### What you have to do
Arrange every line of the records below as a JSON list of strings, one string per line, omitting blank lines. Leave the pictures out of the list.

[Point labels for objects]
====

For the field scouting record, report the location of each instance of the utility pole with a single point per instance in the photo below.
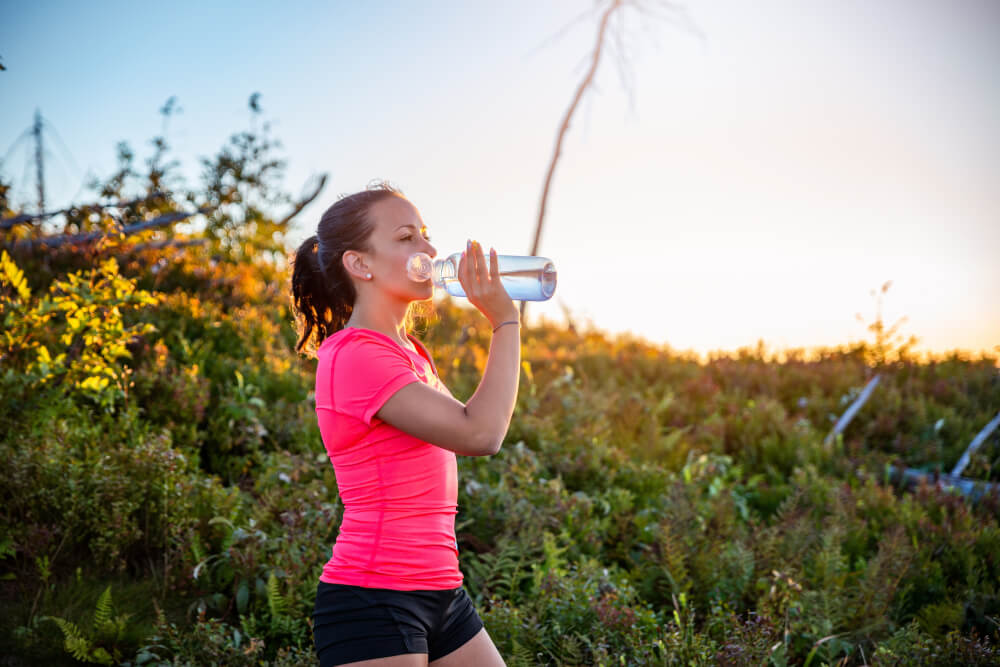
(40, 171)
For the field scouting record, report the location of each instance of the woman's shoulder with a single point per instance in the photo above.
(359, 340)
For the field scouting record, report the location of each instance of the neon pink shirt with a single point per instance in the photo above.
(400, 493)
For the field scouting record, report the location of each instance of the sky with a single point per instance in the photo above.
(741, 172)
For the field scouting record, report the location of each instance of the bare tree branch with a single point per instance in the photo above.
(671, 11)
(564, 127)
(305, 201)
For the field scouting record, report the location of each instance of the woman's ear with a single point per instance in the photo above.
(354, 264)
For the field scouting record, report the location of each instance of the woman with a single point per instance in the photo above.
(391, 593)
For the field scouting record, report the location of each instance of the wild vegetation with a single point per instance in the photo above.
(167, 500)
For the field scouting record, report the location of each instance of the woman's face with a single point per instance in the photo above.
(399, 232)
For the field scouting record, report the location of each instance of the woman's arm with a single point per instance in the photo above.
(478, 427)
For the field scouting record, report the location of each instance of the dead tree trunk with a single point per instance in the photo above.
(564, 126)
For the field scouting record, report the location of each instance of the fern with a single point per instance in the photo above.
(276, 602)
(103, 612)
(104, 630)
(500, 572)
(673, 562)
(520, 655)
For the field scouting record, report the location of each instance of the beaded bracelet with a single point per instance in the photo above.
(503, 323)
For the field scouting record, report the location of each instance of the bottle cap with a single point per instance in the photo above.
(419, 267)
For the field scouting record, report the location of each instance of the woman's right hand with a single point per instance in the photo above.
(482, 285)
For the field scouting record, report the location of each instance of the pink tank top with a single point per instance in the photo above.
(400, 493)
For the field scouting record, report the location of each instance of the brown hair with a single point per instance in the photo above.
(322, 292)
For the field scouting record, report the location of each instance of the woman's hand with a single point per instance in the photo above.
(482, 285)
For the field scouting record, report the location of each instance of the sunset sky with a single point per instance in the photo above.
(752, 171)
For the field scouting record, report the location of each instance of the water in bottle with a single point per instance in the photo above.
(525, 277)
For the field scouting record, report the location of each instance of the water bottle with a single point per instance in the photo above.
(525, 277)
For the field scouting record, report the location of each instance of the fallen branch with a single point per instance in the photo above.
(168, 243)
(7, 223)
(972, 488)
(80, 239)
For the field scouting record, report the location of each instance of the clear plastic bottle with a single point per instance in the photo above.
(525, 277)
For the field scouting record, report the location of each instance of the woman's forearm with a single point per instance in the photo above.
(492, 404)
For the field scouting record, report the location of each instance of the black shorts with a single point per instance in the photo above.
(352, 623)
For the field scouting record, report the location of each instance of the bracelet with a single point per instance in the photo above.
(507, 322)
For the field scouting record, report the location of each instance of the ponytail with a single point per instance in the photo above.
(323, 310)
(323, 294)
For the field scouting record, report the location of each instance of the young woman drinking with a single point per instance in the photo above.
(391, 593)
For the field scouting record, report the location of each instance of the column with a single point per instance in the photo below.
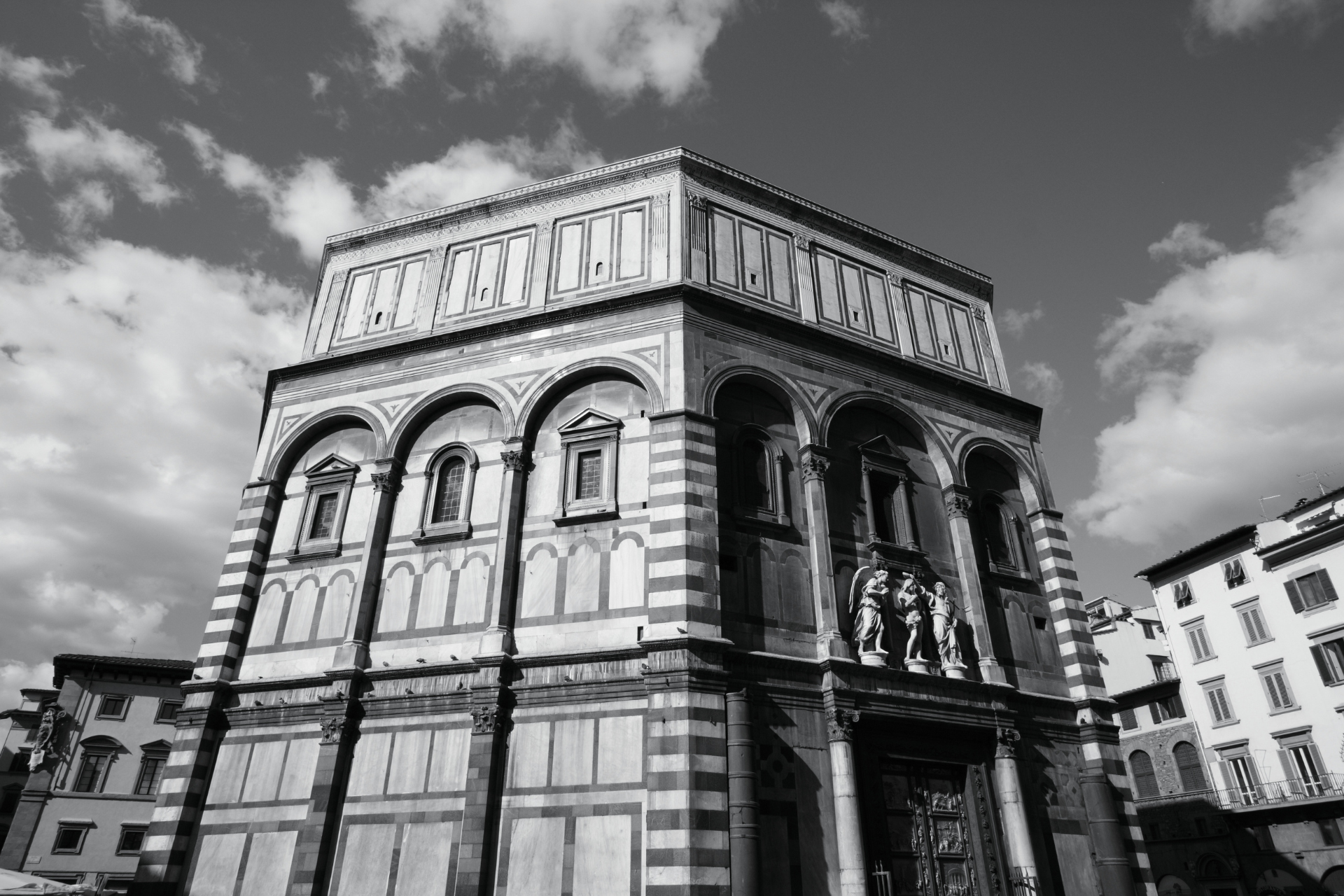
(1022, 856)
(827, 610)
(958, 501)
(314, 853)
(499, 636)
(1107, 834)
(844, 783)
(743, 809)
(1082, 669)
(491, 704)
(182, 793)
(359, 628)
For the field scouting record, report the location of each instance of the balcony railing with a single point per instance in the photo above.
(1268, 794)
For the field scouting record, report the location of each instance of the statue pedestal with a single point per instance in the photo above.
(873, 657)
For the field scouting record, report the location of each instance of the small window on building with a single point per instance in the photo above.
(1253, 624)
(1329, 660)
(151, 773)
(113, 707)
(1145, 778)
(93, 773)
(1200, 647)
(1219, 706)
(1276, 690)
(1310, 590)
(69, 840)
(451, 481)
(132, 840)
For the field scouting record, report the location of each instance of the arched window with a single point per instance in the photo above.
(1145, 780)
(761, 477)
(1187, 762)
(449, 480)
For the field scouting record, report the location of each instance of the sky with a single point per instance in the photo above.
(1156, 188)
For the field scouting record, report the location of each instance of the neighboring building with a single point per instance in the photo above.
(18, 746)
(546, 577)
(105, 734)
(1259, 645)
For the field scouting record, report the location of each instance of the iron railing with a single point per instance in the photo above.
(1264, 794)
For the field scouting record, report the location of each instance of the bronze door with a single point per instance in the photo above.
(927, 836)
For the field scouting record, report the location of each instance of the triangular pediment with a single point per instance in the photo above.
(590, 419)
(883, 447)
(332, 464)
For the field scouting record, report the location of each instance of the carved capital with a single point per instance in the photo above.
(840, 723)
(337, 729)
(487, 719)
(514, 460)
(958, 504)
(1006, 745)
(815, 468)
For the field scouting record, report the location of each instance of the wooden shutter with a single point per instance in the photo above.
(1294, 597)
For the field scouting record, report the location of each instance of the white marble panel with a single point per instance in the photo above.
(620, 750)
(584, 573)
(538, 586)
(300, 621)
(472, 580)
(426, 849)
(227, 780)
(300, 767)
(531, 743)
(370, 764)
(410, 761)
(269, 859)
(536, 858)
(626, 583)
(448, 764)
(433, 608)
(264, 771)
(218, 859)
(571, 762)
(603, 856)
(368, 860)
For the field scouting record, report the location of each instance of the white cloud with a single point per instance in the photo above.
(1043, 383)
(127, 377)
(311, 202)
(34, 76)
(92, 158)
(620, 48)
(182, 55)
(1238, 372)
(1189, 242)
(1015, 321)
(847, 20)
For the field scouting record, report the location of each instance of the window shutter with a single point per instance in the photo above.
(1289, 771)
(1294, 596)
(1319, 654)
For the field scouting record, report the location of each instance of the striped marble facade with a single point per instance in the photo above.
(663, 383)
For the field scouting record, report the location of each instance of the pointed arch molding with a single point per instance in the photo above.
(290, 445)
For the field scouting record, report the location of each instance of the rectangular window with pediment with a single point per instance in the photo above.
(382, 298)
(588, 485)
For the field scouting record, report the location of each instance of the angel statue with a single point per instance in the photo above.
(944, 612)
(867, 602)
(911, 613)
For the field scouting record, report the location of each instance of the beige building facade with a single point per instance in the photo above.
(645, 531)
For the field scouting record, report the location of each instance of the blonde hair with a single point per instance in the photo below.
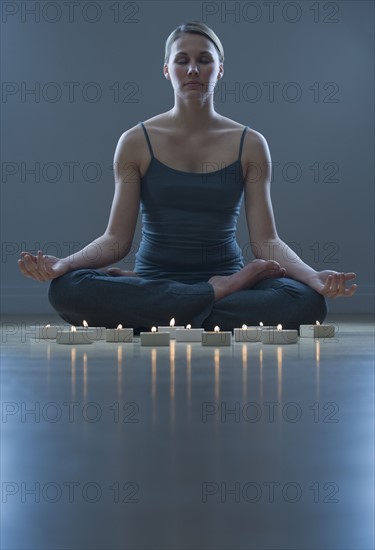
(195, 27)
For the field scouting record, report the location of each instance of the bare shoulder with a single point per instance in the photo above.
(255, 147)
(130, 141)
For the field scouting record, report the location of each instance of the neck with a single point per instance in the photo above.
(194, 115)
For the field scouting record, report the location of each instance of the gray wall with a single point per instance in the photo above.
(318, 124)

====

### Solution for this problem
[
  "For the field scouting record, report the location of each instance of the utility pole with a single point per instance in the photo below.",
  "(40, 171)",
  "For the field scouting record, report the location of each instance of the woman's shoulder with a single point per instance in the photo above.",
  "(359, 340)",
  "For the field scouting record, report the location of each instance of the neon pink shirt with a single point per instance in the photo above.",
  "(400, 493)",
  "For the field scouting record, report the location of each instance of the sky with a single point per instance in the photo above.",
  "(741, 172)",
  "For the field scouting record, report the location of each instance of the bare tree branch with a single point per instance in the photo above.",
  "(671, 11)",
  "(564, 127)",
  "(305, 201)",
  "For the field scouting record, report the location of each instance of the woman's ear with a single point per instance in the photo above.",
  "(354, 264)",
  "For the field scouting record, report the location of each instance of the woman with a single point per instance in the photo above.",
  "(391, 593)",
  "For the field scouting record, report the location of each instance of the wild vegetation with a single point per instance in the photo above.",
  "(167, 500)",
  "For the field scouting record, report the location of each instance of the woman's face with a single point per instance in the photo above.",
  "(399, 232)",
  "For the field scouting record, report the location of each instance of the woman's arm with a single point per instance in the photo above.",
  "(478, 427)",
  "For the field scouting record, report the location of each instance of the dead tree trunk with a single point per instance in the photo above.",
  "(564, 126)",
  "For the field scouting record, report the location of each instance of the fern with a single point per instance in the photo above.",
  "(276, 602)",
  "(103, 612)",
  "(104, 630)",
  "(500, 572)",
  "(673, 562)",
  "(520, 655)",
  "For the field scouting record, report the location of each instance of the beaded bracelet with a single point per instance in the photo above.",
  "(503, 323)",
  "For the field scouting record, report the location of each instance of the bottle cap with a single point per instance in the photo above.",
  "(419, 267)",
  "For the field scouting record, report the location of each instance of the woman's right hand with a single point per instance in the photo above.",
  "(482, 285)",
  "For the field scouting record, report the location of each instance of the pink tank top with a single point per instance in the photo above.",
  "(400, 493)",
  "For the field scouting record, report the location of each instance of the brown hair with a single point per instance in the photo above.",
  "(322, 292)",
  "For the field scouting record, report the location of each instance of the woman's hand with a single point per instance in the photo above.",
  "(482, 285)",
  "For the field scouting record, report the location of each instance of the sunset sky with a single point per instance in the photo above.",
  "(752, 171)",
  "For the field scouting record, report the location of each instance of the water in bottle with a single point per instance in the photo above.",
  "(525, 277)",
  "For the field scouting record, report the location of each instance of the water bottle with a single point per instance in the photo above.",
  "(525, 277)",
  "For the field scouting record, report the location of each instance of the fallen branch with a single point per instance in the photo above.",
  "(168, 243)",
  "(7, 223)",
  "(972, 488)",
  "(80, 239)",
  "For the field scouting record, report the location of each instance of the clear plastic bottle with a single point per instance in the photo above.",
  "(525, 277)",
  "For the field scouting record, report the location of each instance of the woman's forearm with a single point per instance in the photo above.",
  "(492, 404)",
  "For the field scouting record, report the location of each instance of the black shorts with a single point per instance in the photo above.",
  "(352, 623)",
  "For the field scouting record, report the location of each instance of the bracelet with a single point per instance in the photo above.",
  "(507, 322)",
  "For the field scouting record, report the location of each instance of the ponytail with a single point per instance in the photo above.",
  "(323, 310)",
  "(323, 294)",
  "For the field scouting record, report the location of each instance of the young woman drinking with a single point per instance in the photo above.",
  "(391, 593)",
  "For the field scouting record, report the location of each instance of the column with a single point per instance in the photo below.",
  "(1022, 856)",
  "(827, 610)",
  "(958, 501)",
  "(314, 853)",
  "(499, 636)",
  "(1107, 834)",
  "(844, 783)",
  "(743, 809)",
  "(1082, 669)",
  "(491, 704)",
  "(182, 793)",
  "(359, 628)",
  "For the field scouting record, report the location of each instance of the balcony railing with a single point per instance in the photo above.",
  "(1268, 794)",
  "For the field scouting record, report the location of each instance of the statue pedestal with a single point per instance in the photo above.",
  "(873, 657)",
  "For the field scouting record, report the location of each instance of the small window on building with a single point per instance in the photo above.",
  "(1253, 624)",
  "(1329, 660)",
  "(151, 773)",
  "(113, 707)",
  "(1145, 778)",
  "(93, 773)",
  "(1200, 647)",
  "(1219, 706)",
  "(1276, 690)",
  "(1310, 590)",
  "(69, 840)",
  "(451, 481)",
  "(132, 840)",
  "For the field scouting record, report the location of each instance of the arched window with a single point per instance in the photo above.",
  "(1145, 780)",
  "(761, 477)",
  "(1187, 762)",
  "(449, 480)",
  "For the field scouting record, report the location of each instance of the sky with a single point per instance in the photo above.",
  "(1156, 188)",
  "For the field scouting record, report the location of each instance of the neighboring building with a single point per instance in the photo above.",
  "(18, 746)",
  "(546, 577)",
  "(105, 734)",
  "(1259, 645)",
  "For the field scouting record, report the location of each instance of the iron railing with a single point per instance in the photo above.",
  "(1264, 794)",
  "For the field scouting record, report the location of each instance of the bronze door with a single point per instance in the photo above.",
  "(927, 836)",
  "For the field scouting record, report the location of each instance of the triangular pediment with a single point per instance in the photo above.",
  "(590, 419)",
  "(883, 447)",
  "(332, 464)",
  "For the field scouting record, report the location of each instance of the carved capital with a single point per instance in the photo above.",
  "(840, 723)",
  "(337, 729)",
  "(487, 719)",
  "(514, 460)",
  "(958, 504)",
  "(1006, 745)",
  "(815, 468)",
  "For the field scouting record, report the location of each instance of the wooden shutter with a single point per instance in the photo above.",
  "(1294, 597)",
  "For the field scouting record, report the location of each instance of the white marble panel with a single point per instance in the photo above.",
  "(620, 750)",
  "(584, 573)",
  "(538, 586)",
  "(300, 621)",
  "(472, 580)",
  "(426, 849)",
  "(227, 780)",
  "(300, 767)",
  "(531, 743)",
  "(370, 764)",
  "(410, 761)",
  "(269, 859)",
  "(536, 858)",
  "(626, 583)",
  "(448, 764)",
  "(433, 608)",
  "(264, 771)",
  "(218, 859)",
  "(571, 762)",
  "(603, 856)",
  "(368, 860)",
  "For the field scouting record, report the location of each instance of the white cloud with a single point per instance in the photo above.",
  "(1043, 383)",
  "(127, 377)",
  "(311, 202)",
  "(34, 76)",
  "(92, 158)",
  "(620, 48)",
  "(182, 55)",
  "(1238, 372)",
  "(1189, 242)",
  "(1015, 321)",
  "(847, 20)",
  "For the field scouting record, report the location of each instance of the window shutter with a single point per instance in the photo above.",
  "(1289, 771)",
  "(1294, 596)",
  "(1319, 654)",
  "For the field scouting record, report the location of each instance of the striped marble facade with a single point per instance in the photo above.",
  "(663, 383)",
  "For the field scouting record, report the location of each instance of the pointed arch molding with a single point per instance in the photo above.",
  "(290, 445)",
  "For the field scouting record, report the location of each instance of the rectangular window with pediment with a single point per instance in the photo above.",
  "(382, 298)",
  "(588, 485)",
  "For the field scouting record, report the location of each instance of the angel statue with a single point per instance in the photo above.",
  "(944, 612)",
  "(867, 602)",
  "(911, 613)",
  "For the field scouting record, report the location of each instance of the beige building facade with a single point per instance in the photo above.",
  "(645, 531)",
  "For the field scouting record, report the location of each instance of the blonde hair with a single point per instance in the photo below.",
  "(195, 27)",
  "For the field scouting record, report the location of each instance of the bare shoulder with a single point per instance in the photo above.",
  "(255, 147)",
  "(130, 141)",
  "For the field scouting record, report the location of each instance of the neck with a single point per instance in the photo above.",
  "(194, 115)",
  "For the field scouting record, report the location of each instance of the gray wall with a single point per instance in the photo above.",
  "(318, 124)"
]